'''

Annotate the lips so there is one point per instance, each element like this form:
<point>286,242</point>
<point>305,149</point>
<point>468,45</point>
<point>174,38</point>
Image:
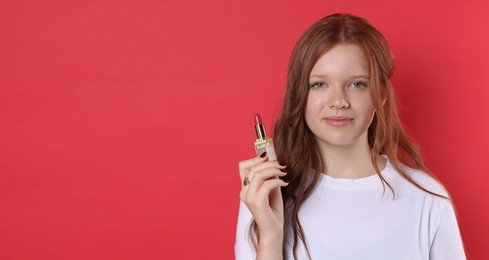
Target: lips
<point>338,121</point>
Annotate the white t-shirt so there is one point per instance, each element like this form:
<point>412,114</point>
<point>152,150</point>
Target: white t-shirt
<point>350,219</point>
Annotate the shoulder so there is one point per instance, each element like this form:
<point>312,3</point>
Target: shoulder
<point>426,181</point>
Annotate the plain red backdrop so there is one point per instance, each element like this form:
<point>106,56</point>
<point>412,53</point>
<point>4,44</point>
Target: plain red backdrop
<point>122,122</point>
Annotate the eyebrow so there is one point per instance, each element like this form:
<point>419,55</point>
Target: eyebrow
<point>354,76</point>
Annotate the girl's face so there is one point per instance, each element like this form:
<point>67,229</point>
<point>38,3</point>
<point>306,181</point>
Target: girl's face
<point>339,109</point>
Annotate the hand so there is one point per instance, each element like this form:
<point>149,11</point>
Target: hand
<point>262,195</point>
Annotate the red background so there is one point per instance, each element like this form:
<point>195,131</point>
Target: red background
<point>122,122</point>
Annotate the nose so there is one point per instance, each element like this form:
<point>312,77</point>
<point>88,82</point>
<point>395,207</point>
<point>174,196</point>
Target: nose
<point>339,99</point>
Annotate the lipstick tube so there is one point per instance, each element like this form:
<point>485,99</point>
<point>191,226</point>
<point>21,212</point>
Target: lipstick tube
<point>263,143</point>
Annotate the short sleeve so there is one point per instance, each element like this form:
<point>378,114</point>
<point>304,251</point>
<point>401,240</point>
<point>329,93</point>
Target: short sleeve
<point>447,242</point>
<point>243,248</point>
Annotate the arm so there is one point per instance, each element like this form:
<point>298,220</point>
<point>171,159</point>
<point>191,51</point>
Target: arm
<point>447,243</point>
<point>262,201</point>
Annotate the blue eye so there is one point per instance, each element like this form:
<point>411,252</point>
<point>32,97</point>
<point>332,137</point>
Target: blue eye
<point>358,84</point>
<point>317,85</point>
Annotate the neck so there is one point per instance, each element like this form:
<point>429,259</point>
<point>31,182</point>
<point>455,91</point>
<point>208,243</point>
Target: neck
<point>349,162</point>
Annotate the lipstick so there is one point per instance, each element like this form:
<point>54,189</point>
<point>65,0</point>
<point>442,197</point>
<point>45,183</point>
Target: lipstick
<point>263,143</point>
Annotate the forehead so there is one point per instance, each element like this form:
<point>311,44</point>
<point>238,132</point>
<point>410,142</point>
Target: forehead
<point>344,59</point>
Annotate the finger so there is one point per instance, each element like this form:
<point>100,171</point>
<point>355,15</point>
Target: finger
<point>260,177</point>
<point>261,199</point>
<point>265,165</point>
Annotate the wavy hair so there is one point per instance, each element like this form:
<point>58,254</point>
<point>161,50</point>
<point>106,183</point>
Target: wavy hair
<point>295,144</point>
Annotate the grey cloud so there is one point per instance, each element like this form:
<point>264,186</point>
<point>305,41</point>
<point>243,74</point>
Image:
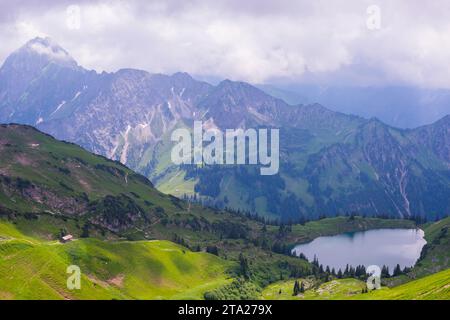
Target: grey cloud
<point>252,40</point>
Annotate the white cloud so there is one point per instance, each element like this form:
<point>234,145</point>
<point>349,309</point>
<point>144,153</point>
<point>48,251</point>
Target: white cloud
<point>253,41</point>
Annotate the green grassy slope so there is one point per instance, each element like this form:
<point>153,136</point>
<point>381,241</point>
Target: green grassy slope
<point>47,186</point>
<point>35,269</point>
<point>435,286</point>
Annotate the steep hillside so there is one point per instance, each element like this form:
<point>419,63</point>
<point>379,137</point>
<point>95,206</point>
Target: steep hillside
<point>436,286</point>
<point>330,163</point>
<point>33,269</point>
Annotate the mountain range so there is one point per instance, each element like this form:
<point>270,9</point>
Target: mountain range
<point>330,163</point>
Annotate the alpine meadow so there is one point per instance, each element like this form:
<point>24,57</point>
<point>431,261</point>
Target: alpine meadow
<point>258,150</point>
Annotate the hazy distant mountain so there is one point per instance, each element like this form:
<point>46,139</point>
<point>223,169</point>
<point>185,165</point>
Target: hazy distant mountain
<point>403,107</point>
<point>330,162</point>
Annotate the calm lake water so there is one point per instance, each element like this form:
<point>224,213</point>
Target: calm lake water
<point>373,247</point>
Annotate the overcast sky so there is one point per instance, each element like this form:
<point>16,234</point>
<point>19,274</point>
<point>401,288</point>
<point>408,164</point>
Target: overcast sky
<point>259,41</point>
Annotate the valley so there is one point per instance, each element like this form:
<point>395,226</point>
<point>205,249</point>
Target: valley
<point>133,242</point>
<point>330,163</point>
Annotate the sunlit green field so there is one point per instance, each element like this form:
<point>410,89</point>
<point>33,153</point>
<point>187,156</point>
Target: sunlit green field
<point>34,269</point>
<point>436,286</point>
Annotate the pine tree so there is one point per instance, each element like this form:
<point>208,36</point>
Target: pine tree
<point>397,270</point>
<point>296,288</point>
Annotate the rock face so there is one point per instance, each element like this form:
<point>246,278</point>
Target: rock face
<point>331,163</point>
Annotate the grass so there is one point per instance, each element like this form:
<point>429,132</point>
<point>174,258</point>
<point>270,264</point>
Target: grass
<point>35,269</point>
<point>435,286</point>
<point>432,287</point>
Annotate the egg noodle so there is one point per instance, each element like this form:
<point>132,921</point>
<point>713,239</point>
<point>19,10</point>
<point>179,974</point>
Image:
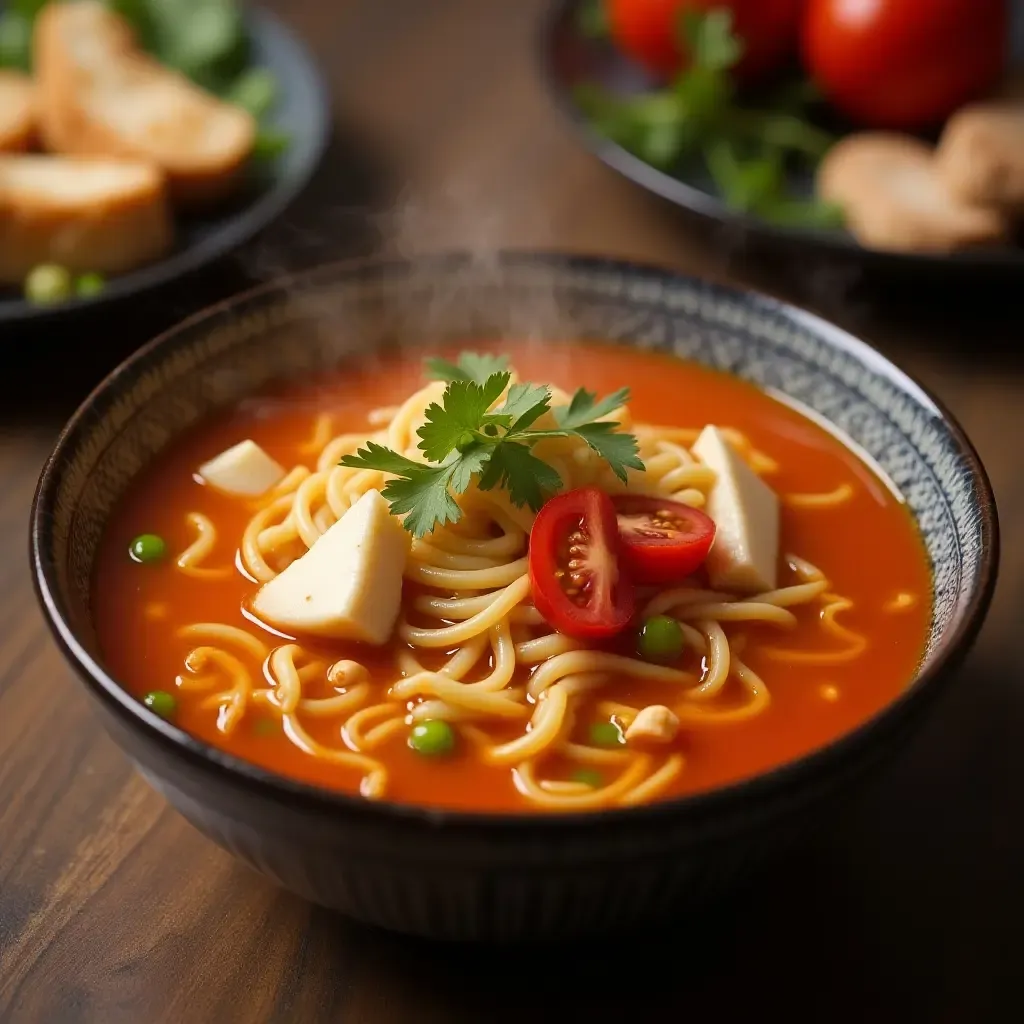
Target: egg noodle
<point>471,649</point>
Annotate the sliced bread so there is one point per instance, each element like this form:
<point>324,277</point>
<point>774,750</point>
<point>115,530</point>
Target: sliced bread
<point>100,94</point>
<point>84,213</point>
<point>17,112</point>
<point>893,197</point>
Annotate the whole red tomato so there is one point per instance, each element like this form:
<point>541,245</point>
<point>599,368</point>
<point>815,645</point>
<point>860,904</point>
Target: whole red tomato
<point>903,64</point>
<point>649,31</point>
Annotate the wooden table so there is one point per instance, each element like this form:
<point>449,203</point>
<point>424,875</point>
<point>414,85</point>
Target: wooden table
<point>113,909</point>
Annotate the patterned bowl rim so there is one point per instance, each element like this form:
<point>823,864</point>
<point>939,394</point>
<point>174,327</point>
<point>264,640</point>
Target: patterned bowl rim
<point>798,773</point>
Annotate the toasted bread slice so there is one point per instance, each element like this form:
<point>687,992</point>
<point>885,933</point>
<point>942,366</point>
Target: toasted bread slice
<point>981,154</point>
<point>17,112</point>
<point>893,197</point>
<point>83,213</point>
<point>99,94</point>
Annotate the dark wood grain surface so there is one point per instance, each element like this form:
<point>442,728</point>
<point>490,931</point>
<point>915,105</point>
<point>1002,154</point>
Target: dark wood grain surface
<point>113,909</point>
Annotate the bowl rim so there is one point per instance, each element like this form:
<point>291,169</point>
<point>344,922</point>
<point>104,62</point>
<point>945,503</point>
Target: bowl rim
<point>696,806</point>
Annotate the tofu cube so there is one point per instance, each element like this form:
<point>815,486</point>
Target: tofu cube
<point>243,471</point>
<point>348,585</point>
<point>744,555</point>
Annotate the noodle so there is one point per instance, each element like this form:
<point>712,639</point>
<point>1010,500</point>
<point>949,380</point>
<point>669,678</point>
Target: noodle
<point>512,688</point>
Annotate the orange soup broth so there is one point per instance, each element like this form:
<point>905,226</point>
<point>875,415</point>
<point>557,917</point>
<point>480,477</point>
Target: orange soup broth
<point>868,548</point>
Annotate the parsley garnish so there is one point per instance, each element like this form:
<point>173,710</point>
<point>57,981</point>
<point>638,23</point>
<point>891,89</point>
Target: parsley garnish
<point>698,118</point>
<point>462,438</point>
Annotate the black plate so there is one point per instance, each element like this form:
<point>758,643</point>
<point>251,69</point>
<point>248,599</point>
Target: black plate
<point>302,111</point>
<point>570,57</point>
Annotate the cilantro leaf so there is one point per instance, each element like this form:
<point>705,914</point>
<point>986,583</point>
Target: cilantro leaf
<point>461,439</point>
<point>527,479</point>
<point>418,492</point>
<point>710,39</point>
<point>585,408</point>
<point>424,500</point>
<point>472,461</point>
<point>463,409</point>
<point>473,367</point>
<point>525,403</point>
<point>620,451</point>
<point>375,456</point>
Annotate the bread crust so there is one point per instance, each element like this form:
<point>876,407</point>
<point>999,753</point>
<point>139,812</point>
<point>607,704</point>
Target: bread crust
<point>17,112</point>
<point>112,229</point>
<point>980,156</point>
<point>893,198</point>
<point>100,94</point>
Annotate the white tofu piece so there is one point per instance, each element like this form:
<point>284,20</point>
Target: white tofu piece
<point>243,471</point>
<point>744,555</point>
<point>348,585</point>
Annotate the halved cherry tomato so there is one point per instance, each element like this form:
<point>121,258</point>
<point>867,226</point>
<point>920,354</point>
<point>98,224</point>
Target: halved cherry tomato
<point>659,541</point>
<point>573,566</point>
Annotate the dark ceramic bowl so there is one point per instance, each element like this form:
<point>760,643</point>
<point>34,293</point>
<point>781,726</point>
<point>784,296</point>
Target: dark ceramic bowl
<point>461,876</point>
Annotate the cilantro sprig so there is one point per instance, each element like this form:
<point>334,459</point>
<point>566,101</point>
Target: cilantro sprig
<point>699,118</point>
<point>465,437</point>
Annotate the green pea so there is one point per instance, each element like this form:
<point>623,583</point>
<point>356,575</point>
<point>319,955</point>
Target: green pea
<point>255,90</point>
<point>87,285</point>
<point>606,734</point>
<point>15,41</point>
<point>48,284</point>
<point>660,639</point>
<point>432,737</point>
<point>589,777</point>
<point>162,702</point>
<point>147,548</point>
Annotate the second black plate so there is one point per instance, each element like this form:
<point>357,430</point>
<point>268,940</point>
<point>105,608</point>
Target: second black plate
<point>569,57</point>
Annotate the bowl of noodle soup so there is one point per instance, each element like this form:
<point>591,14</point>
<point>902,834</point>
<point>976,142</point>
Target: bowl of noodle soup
<point>565,709</point>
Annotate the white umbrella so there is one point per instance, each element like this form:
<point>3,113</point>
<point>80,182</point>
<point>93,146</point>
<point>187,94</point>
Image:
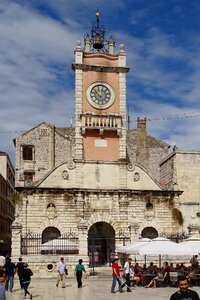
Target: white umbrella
<point>133,248</point>
<point>163,246</point>
<point>59,244</point>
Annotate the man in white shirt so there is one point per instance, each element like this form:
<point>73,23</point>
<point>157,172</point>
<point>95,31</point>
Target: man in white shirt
<point>127,283</point>
<point>61,272</point>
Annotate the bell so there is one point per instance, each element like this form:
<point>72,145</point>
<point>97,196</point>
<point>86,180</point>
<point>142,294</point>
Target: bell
<point>98,43</point>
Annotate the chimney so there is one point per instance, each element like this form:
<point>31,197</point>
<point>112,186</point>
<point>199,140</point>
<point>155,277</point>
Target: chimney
<point>142,124</point>
<point>141,148</point>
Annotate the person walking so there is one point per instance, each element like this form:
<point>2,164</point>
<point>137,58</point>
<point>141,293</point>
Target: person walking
<point>2,261</point>
<point>184,292</point>
<point>116,276</point>
<point>79,269</point>
<point>26,279</point>
<point>20,269</point>
<point>127,266</point>
<point>10,272</point>
<point>2,290</point>
<point>61,267</point>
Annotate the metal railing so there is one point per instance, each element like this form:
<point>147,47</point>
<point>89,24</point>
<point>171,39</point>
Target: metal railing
<point>33,244</point>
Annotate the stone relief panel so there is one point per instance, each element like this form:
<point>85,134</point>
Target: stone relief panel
<point>51,211</point>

'''

Problem details -
Starting with the line with "Annotate the bowl rim" and going on through the line with "<point>868,548</point>", write those lines out again with "tofu cube" replaced by "bean curd cube" and nothing else altered.

Answer to the task -
Annotate the bowl rim so there is one point per instance, each element like this form:
<point>291,169</point>
<point>344,922</point>
<point>104,62</point>
<point>945,503</point>
Target: bowl rim
<point>696,806</point>
Annotate the bean curd cube so there is one point per instance, each element like this form:
<point>815,486</point>
Target: bean curd cube
<point>243,471</point>
<point>348,585</point>
<point>744,555</point>
Annotate the noodle so there is one point per instance, each element like this form:
<point>712,639</point>
<point>1010,500</point>
<point>949,380</point>
<point>669,678</point>
Target: noodle
<point>512,688</point>
Annotate the orange soup broth so there is one point per instance, each element like this form:
<point>905,226</point>
<point>875,415</point>
<point>557,917</point>
<point>480,477</point>
Target: orange soup broth
<point>868,548</point>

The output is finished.